» Task goal: Take the data that follows and retype it word for word.

» Material for this task:
○ ○ ○

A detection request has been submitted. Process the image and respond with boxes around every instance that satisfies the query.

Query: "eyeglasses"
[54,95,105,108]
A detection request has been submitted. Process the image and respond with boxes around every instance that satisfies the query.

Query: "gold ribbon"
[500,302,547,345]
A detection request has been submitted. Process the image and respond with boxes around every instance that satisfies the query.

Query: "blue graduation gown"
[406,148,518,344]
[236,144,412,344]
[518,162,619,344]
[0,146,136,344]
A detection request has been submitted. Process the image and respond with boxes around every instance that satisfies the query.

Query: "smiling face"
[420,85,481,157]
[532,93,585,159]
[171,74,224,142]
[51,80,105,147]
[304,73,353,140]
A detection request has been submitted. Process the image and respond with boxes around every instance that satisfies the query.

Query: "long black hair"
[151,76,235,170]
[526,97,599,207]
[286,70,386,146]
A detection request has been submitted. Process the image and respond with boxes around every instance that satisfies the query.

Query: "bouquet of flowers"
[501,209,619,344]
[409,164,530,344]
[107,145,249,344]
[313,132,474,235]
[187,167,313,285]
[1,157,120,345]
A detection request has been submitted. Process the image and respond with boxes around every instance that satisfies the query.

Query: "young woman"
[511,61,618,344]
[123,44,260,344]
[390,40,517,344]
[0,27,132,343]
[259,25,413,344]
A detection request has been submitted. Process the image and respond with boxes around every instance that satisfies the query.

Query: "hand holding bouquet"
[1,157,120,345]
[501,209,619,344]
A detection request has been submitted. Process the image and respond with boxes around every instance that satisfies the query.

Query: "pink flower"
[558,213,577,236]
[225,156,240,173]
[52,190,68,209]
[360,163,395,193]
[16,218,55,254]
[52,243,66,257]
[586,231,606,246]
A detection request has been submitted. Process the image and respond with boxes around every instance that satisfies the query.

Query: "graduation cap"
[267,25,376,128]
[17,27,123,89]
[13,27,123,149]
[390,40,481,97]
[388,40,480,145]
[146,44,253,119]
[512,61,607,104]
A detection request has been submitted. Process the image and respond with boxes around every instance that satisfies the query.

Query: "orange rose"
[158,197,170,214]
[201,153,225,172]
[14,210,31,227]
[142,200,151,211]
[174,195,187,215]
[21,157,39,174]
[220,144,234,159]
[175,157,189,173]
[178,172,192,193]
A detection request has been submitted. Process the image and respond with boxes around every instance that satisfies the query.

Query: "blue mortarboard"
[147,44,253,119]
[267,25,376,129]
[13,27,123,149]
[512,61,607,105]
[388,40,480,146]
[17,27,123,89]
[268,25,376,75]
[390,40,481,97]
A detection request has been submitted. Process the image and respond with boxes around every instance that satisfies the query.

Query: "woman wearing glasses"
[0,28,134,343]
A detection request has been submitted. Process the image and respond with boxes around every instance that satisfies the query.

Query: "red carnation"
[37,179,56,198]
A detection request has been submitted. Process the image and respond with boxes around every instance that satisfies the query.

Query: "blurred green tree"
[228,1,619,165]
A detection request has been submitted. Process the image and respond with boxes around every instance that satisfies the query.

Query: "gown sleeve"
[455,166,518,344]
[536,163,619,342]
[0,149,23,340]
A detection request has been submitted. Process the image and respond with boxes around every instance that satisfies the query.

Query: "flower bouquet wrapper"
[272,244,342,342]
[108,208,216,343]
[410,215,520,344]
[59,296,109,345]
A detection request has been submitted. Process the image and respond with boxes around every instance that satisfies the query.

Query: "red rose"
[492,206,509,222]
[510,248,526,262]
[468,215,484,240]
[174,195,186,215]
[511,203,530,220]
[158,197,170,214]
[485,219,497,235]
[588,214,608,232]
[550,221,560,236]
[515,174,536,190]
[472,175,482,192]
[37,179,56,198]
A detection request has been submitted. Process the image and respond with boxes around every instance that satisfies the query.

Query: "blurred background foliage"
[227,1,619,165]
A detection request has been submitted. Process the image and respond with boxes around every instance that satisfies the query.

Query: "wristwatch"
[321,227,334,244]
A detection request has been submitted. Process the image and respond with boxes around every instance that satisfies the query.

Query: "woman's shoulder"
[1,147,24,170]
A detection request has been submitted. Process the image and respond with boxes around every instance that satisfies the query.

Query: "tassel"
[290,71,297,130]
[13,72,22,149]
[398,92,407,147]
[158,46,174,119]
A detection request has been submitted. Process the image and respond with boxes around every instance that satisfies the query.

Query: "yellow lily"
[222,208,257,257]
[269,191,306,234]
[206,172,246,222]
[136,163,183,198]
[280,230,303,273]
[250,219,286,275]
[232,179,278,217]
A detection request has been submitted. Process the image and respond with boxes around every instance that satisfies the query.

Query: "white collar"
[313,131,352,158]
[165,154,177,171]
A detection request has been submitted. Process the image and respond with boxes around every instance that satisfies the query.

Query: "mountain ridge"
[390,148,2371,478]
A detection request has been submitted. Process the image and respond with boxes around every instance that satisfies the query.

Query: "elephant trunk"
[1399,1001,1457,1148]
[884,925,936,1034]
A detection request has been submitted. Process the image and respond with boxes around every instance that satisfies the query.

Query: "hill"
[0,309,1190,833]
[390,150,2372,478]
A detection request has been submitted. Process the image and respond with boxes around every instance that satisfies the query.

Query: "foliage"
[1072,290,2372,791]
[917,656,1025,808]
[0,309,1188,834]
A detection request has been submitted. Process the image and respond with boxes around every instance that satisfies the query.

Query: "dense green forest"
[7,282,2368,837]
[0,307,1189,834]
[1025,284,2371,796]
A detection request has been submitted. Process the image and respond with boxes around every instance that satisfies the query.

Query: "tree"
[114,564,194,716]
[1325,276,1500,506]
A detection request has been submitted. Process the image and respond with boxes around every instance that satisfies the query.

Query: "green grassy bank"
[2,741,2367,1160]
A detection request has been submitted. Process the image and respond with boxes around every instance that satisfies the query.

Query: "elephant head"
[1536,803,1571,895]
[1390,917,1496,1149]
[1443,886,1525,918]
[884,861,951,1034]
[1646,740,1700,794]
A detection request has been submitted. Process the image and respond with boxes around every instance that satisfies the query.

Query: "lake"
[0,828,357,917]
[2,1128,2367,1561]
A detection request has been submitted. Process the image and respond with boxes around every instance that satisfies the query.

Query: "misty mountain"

○ ○ ○

» Answer to this exercise:
A detection request has been submitted. Process the image and respond with boxes around every instance that satisfies the query.

Query: "eyeglasses"
[54,95,105,108]
A detection request has been submitted. Process the image and respond with boxes around every instance that satisfies the query.

Query: "gold ribbon"
[500,302,547,345]
A detection request has been submitted. Process the image and respond with boxes around every instance that satisfies the query.

Query: "blue graduation gown"
[406,148,518,344]
[236,144,412,344]
[518,162,619,344]
[0,146,136,344]
A detection request has been submitted. Process the image and respond with boxes around every instance that satisfies the query.

Query: "smiling face"
[420,85,481,157]
[532,93,585,159]
[171,74,224,142]
[51,80,105,147]
[304,73,353,140]
A detection request has been submitted. Process the image and respond with boxes around every instance that satisfies the query.

Query: "long black hair"
[151,76,235,170]
[526,97,599,207]
[286,70,386,146]
A detection request has been submitted. Process the image and respond with boxes around every instance that satisfies the query.

Query: "bouquet of flowers"
[501,209,619,344]
[409,164,530,344]
[107,145,249,344]
[313,132,474,235]
[187,167,313,285]
[1,157,120,345]
A detection request has been submitted. Process the image and respond with boxes around every instance that satisfies the query.

Query: "young woman"
[511,61,618,344]
[123,44,260,344]
[390,40,517,344]
[0,27,132,343]
[259,25,413,344]
A detection request has been submitted. Process the image and respond with boxes around every instance that satisfies the query.

Query: "hand holding bouquet"
[1,157,120,345]
[501,209,619,344]
A detection request has been submitted. Process the image and respond with boxes around every instance that satisfies the query.

Query: "pink flower"
[558,213,577,236]
[225,156,240,173]
[52,190,68,209]
[360,163,395,193]
[16,218,55,254]
[52,243,66,257]
[586,231,606,246]
A detection request has been submitted. Process the image and respond with boxes around every instance that satisfies the query.

Query: "graduation cap"
[267,25,376,128]
[17,27,123,89]
[13,27,123,149]
[390,40,481,97]
[388,40,480,145]
[146,44,253,119]
[512,61,607,104]
A detection request has been submitted. Process the image and respond with boxes around every instance that satisfies the query.

Query: "orange rose"
[158,197,170,214]
[201,153,225,172]
[14,210,31,227]
[142,200,151,211]
[174,195,187,215]
[21,157,39,174]
[220,144,234,159]
[175,157,189,173]
[178,172,192,193]
A detection request has been submitted. Process the image and respond with boxes around every instance that satisfies the query.

Query: "blue mortarboard"
[147,44,253,119]
[267,25,376,129]
[13,27,123,149]
[512,61,607,105]
[388,40,480,146]
[17,27,123,89]
[268,25,376,75]
[390,40,481,97]
A detection request has been submitted. Process the image and respond with boxes around every instance that satisfies the query.

Query: "woman wearing glasses"
[0,28,134,343]
A detection request has been submitted. Process the image and respond with boxes around every instance that satisfies the query.

Query: "red carnation"
[37,179,56,198]
A detection request has been submitted. Process the image and respond with boxes around every instance that satisfies the query.

Query: "blurred green tree"
[228,1,619,165]
A detection request has been submitted. Process the image and respond with boxes around every instance that satisfies the query.

Query: "gown sleeve"
[455,166,518,344]
[536,163,619,342]
[0,149,23,340]
A detection request has been submitted. Process the image and respond with boxes around every instance that satisfies the query.

Query: "flower bouquet wrapper"
[272,244,342,342]
[108,208,216,343]
[410,215,520,344]
[59,296,109,345]
A detection request has been submitted. Process the image and respond with boxes around every instance that satisfies the query.

Query: "red rose"
[492,206,509,222]
[510,248,526,262]
[468,215,484,240]
[174,195,186,215]
[511,203,530,220]
[158,197,170,214]
[485,219,497,235]
[588,214,608,232]
[550,221,560,236]
[515,174,536,190]
[472,175,482,192]
[37,179,56,198]
A detection request has been submitted. Process the image and respond with boxes around every instance that satisfies the query.

Query: "blurred background foliage"
[227,1,619,165]
A detection request has been submitted. Process the image and respond with boxes around every instance that satisfies the query.

Query: "wristwatch"
[321,227,334,244]
A detection request has been submitted. Process the image and respond with boxes around every instance that satisfies the query.

Query: "woman's shoulder"
[1,147,24,170]
A detection request has been submitted. Process the image and respond with boxes around every instance that satisfies the query.

Query: "tassel"
[290,71,297,130]
[13,72,22,149]
[398,92,407,147]
[158,46,174,119]
A detection request has been submitted. Process the image and respond with boxes around every instance that satisfies the query.

Query: "yellow lily"
[222,208,257,257]
[269,191,306,234]
[206,172,246,222]
[136,163,183,198]
[280,230,303,273]
[250,219,286,275]
[232,179,278,217]
A detection request has been submitted. Process the image and respond with boxes around every instance that satisfies the query.

Query: "white collar"
[313,131,352,158]
[165,154,177,171]
A detection request has been submitted. Process the image and respond with boxes around every instance that satisfies the query.

Query: "mountain ridge"
[390,148,2371,478]
A detection request has been submitted. Process the image and respond with boxes around every instance that satisfies the query.

Query: "elephant trunk"
[1399,1001,1457,1148]
[884,925,936,1034]
A detection request has been submitted. Process the image and respond with boxes around every instance that satisfies the query.

Query: "hill"
[0,309,1190,833]
[390,150,2372,478]
A detection request has been submitted. Process the image and respond with boxes around every instance that satisfies the query.

Query: "foliage"
[1072,290,2372,791]
[917,656,1025,808]
[0,309,1188,834]
A detection request has been submitted. Process the image and respond with boxes around every instance that satisfies the query.

Query: "dense green forest"
[7,282,2368,837]
[0,307,1189,834]
[1025,284,2371,796]
A detection request has been submitted. Process the image and respond with boxes around every instance that satisfies the query.

Query: "tree"
[114,564,194,716]
[1325,276,1500,506]
A detection request has been submitted. Process the image and respond with boxes around every instance that satisfies the query.

Query: "green grassy bank"
[2,741,2367,1160]
A detection request has been submitted. Process the image and respond with boxes around every instance that satisfies the query.

Query: "elephant head"
[1536,803,1571,895]
[1390,917,1496,1149]
[1443,886,1525,918]
[884,861,951,1034]
[1646,740,1700,794]
A detection request has been submitted. Process the image and respond with boxes around every instance that satisfies the query.

Query: "lake"
[0,828,357,917]
[2,1128,2367,1561]
A detection request has been submitted. Process the image and respond with boxes around every instance that satisfies the query.

Query: "misty mountain"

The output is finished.